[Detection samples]
-- start --

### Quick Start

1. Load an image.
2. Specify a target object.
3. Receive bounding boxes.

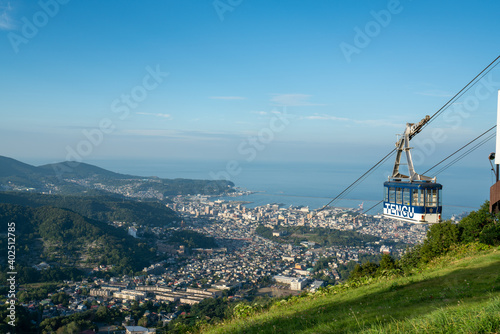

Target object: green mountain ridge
[0,156,234,200]
[0,203,155,283]
[0,192,178,226]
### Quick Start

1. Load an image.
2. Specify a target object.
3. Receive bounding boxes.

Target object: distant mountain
[0,156,48,177]
[36,161,133,179]
[0,156,234,200]
[0,203,155,283]
[0,191,179,226]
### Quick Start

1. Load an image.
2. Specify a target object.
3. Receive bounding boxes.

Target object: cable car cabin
[384,181,443,224]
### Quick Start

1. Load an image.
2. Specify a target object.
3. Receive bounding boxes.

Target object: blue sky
[0,0,500,172]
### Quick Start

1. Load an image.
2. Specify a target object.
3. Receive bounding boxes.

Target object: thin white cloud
[415,89,453,97]
[210,96,246,100]
[300,114,404,129]
[136,112,172,119]
[304,114,350,121]
[271,94,324,107]
[120,129,238,140]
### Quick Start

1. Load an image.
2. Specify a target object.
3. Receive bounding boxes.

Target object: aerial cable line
[310,148,396,219]
[420,55,500,132]
[434,133,496,175]
[309,55,500,220]
[424,125,497,176]
[363,125,496,213]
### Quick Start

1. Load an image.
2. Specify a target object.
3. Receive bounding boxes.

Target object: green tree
[420,221,461,262]
[460,202,494,242]
[377,254,397,275]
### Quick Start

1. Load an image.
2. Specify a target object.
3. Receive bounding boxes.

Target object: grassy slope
[202,248,500,333]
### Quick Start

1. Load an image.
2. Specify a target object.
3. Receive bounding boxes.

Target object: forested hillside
[0,204,155,283]
[0,192,178,226]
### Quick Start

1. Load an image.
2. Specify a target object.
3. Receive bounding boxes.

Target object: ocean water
[88,160,494,219]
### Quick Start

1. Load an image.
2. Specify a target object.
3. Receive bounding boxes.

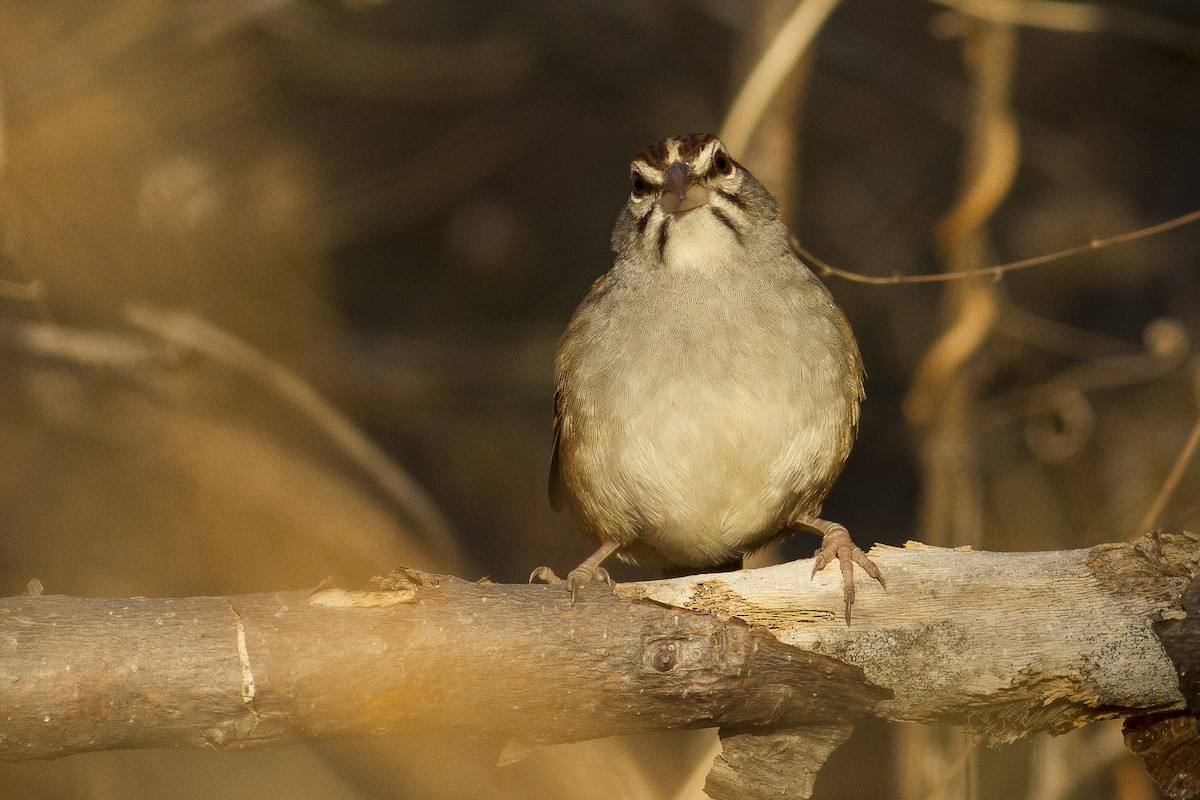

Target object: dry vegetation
[0,0,1200,800]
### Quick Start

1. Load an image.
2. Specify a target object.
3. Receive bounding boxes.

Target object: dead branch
[0,534,1200,796]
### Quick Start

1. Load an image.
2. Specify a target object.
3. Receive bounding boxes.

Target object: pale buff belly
[575,381,841,566]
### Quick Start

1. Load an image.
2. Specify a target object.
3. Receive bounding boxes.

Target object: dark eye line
[716,188,746,211]
[637,210,653,236]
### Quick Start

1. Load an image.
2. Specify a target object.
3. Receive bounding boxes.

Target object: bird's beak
[659,161,708,213]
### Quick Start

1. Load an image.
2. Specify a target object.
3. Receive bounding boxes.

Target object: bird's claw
[529,566,564,585]
[566,564,612,606]
[812,524,888,627]
[529,565,612,606]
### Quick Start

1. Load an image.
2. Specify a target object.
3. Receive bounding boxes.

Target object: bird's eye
[630,172,650,197]
[713,150,733,175]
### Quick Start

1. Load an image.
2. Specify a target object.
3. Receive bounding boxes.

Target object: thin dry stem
[1129,419,1200,540]
[792,209,1200,285]
[932,0,1200,55]
[721,0,838,152]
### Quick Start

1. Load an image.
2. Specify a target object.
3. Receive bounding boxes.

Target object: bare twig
[792,209,1200,285]
[126,306,460,573]
[721,0,838,154]
[1135,419,1200,536]
[932,0,1200,56]
[0,320,179,369]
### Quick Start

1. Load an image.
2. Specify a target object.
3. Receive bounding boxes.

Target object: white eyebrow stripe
[692,139,721,174]
[630,158,662,184]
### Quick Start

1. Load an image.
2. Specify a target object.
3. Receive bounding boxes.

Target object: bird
[530,133,886,625]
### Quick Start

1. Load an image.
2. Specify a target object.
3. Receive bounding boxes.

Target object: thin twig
[1132,419,1200,539]
[0,320,178,369]
[792,209,1200,285]
[126,306,458,573]
[932,0,1200,55]
[721,0,838,152]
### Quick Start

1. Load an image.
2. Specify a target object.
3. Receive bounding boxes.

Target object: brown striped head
[613,133,786,267]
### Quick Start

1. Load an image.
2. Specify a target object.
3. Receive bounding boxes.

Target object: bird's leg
[792,516,888,627]
[529,542,620,606]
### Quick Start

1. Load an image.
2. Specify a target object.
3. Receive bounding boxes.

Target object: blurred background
[0,0,1200,800]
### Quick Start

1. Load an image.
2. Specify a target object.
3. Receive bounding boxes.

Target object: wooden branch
[0,527,1200,760]
[0,571,887,759]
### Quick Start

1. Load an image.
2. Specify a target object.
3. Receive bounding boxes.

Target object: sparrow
[530,133,886,625]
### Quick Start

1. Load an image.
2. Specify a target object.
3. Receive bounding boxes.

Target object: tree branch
[0,535,1200,760]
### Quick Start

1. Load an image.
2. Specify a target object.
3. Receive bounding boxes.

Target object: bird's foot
[566,564,612,606]
[802,519,888,627]
[529,564,612,606]
[529,566,563,585]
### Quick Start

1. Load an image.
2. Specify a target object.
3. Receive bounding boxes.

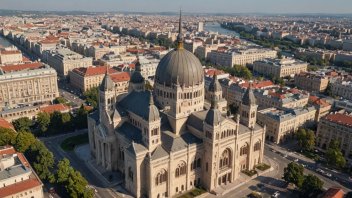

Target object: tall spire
[177,9,183,49]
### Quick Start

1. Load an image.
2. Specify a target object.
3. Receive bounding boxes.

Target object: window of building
[175,162,187,177]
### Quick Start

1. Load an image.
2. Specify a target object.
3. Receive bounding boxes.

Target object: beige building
[257,107,316,144]
[209,48,277,67]
[0,63,59,108]
[0,50,23,65]
[331,80,352,100]
[253,58,308,78]
[0,146,44,198]
[316,113,352,163]
[48,48,93,77]
[295,72,329,92]
[88,23,265,198]
[254,88,310,109]
[69,66,130,93]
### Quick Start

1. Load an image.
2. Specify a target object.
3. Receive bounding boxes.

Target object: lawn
[61,134,89,151]
[256,163,270,171]
[242,170,257,177]
[178,188,206,198]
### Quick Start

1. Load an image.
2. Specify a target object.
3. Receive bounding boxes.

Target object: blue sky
[0,0,352,13]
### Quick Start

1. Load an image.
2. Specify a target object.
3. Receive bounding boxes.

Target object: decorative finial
[149,90,154,105]
[177,9,183,49]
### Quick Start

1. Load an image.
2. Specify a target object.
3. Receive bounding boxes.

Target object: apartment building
[295,72,329,92]
[254,88,310,109]
[69,66,130,92]
[0,146,44,198]
[316,113,352,162]
[0,62,59,108]
[48,48,93,77]
[253,58,308,78]
[331,80,352,100]
[209,48,277,67]
[257,107,316,144]
[0,50,23,65]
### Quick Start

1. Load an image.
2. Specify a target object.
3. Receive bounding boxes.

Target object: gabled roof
[150,145,169,160]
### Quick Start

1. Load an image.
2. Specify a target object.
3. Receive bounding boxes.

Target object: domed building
[88,12,265,198]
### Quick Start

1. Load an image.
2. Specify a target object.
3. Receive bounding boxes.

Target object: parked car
[271,191,280,198]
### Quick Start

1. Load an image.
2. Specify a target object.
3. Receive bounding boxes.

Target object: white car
[271,191,280,198]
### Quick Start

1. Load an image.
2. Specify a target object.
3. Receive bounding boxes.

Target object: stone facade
[257,107,316,144]
[253,58,308,78]
[295,73,329,92]
[0,65,59,108]
[317,113,352,163]
[88,22,265,198]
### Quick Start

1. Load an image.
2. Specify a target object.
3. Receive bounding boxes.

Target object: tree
[66,171,94,198]
[27,140,55,183]
[37,112,50,133]
[56,158,74,183]
[296,128,315,151]
[83,87,99,108]
[12,117,32,132]
[300,174,324,197]
[284,162,304,187]
[325,140,346,168]
[14,131,36,153]
[74,104,88,128]
[54,97,68,104]
[0,127,17,146]
[57,158,93,198]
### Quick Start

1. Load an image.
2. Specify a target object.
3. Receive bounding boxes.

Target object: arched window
[254,141,261,151]
[175,162,187,177]
[155,170,167,185]
[240,144,248,156]
[219,149,231,169]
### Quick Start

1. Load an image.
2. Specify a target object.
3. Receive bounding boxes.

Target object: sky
[0,0,352,14]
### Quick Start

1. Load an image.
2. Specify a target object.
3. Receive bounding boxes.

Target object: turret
[142,92,161,151]
[99,67,116,120]
[128,56,145,92]
[240,82,258,128]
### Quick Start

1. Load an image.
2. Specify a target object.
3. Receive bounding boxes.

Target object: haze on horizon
[0,0,352,14]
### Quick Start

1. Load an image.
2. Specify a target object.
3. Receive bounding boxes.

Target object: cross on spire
[177,9,183,49]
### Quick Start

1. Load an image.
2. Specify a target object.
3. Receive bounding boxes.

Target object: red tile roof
[0,50,22,55]
[323,113,352,127]
[40,104,70,114]
[309,96,330,107]
[0,62,44,73]
[321,188,345,198]
[72,66,117,77]
[110,72,130,82]
[0,118,15,129]
[0,178,42,197]
[205,69,225,76]
[240,80,274,89]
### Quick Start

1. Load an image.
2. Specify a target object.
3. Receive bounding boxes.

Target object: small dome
[242,83,257,106]
[146,92,160,121]
[209,74,222,92]
[155,48,204,86]
[205,100,223,126]
[99,73,114,91]
[130,60,144,84]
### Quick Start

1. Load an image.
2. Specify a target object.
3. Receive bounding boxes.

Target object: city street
[207,144,351,198]
[41,129,119,198]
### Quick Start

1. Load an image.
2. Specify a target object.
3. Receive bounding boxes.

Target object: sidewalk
[210,157,277,196]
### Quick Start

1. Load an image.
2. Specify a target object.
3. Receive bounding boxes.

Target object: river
[204,22,240,37]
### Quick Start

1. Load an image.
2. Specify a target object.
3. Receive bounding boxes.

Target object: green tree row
[217,65,253,80]
[12,105,88,136]
[0,127,94,198]
[284,162,324,197]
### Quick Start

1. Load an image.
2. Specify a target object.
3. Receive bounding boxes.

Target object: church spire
[177,9,183,49]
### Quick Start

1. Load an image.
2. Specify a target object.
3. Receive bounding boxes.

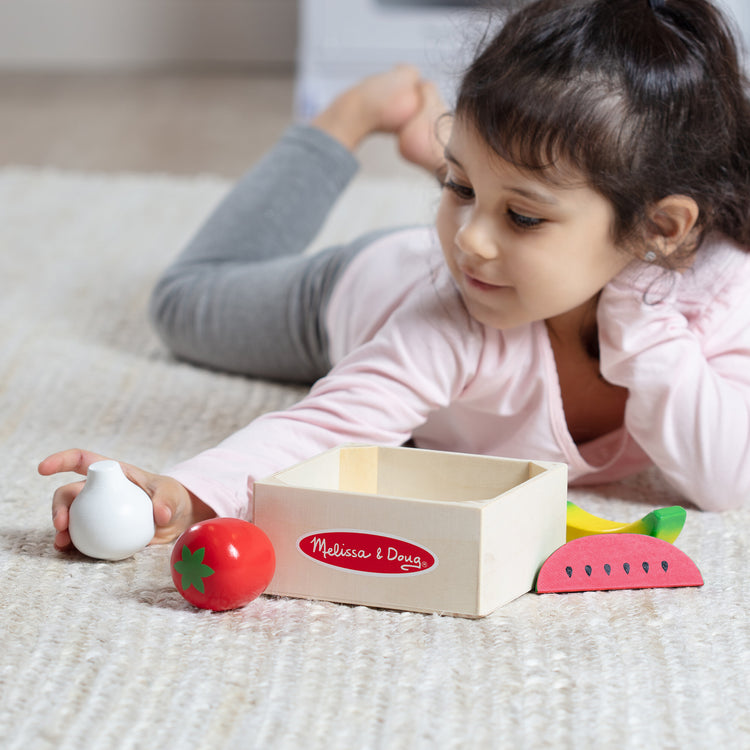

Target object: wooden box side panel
[338,445,380,495]
[479,464,567,614]
[377,448,529,502]
[254,481,480,616]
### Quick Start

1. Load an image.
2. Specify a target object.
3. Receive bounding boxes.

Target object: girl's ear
[649,195,700,257]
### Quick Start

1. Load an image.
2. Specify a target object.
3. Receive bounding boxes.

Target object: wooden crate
[253,445,567,617]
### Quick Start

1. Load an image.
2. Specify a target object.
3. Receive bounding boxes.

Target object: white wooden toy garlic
[68,461,154,560]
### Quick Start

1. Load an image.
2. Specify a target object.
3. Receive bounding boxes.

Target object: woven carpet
[0,169,750,750]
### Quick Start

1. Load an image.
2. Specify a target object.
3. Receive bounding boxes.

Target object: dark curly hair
[456,0,750,264]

-- end --

# WRITTEN TASK
Select every line above that contains the string "cable", treating uppercase and lowercase as distinct.

# REPLY
Target object: cable car cabin
Target object: aerial cable line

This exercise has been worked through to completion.